▶ **Written task**: Copy each of the entries below word for word, leaving every line unchanged.

▶ **Given data**:
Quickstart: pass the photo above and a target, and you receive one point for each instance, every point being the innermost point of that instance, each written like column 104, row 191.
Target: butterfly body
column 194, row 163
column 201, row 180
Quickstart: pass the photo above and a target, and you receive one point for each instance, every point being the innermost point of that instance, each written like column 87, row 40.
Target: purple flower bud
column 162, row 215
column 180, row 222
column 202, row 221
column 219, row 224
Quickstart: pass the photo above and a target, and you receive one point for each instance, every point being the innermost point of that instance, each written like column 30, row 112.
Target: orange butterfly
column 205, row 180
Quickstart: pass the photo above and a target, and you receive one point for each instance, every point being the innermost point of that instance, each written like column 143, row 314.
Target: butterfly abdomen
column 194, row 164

▶ **Task answer**:
Quickstart: pass the photo above and a target, and you receive one point for each instance, every point being the innermost point of that instance, each written like column 104, row 191.
Target: butterfly body
column 194, row 163
column 201, row 180
Quickstart: pass the photo above and a target, and you receive one point for each instance, every point being the innermost point of that instance, each written like column 87, row 40.
Target: purple flower bud
column 162, row 215
column 180, row 222
column 202, row 221
column 219, row 224
Quickstart: pass the photo above and a target, and you receive one point for each instance, every point being the innermost point of that instance, each written like column 30, row 112.
Target: orange butterfly
column 205, row 180
Quickstart: pass the photo above and a target, and you receive one point for each instance, every point being the innermost point of that instance, each written like column 143, row 314.
Target: butterfly abdomen
column 194, row 164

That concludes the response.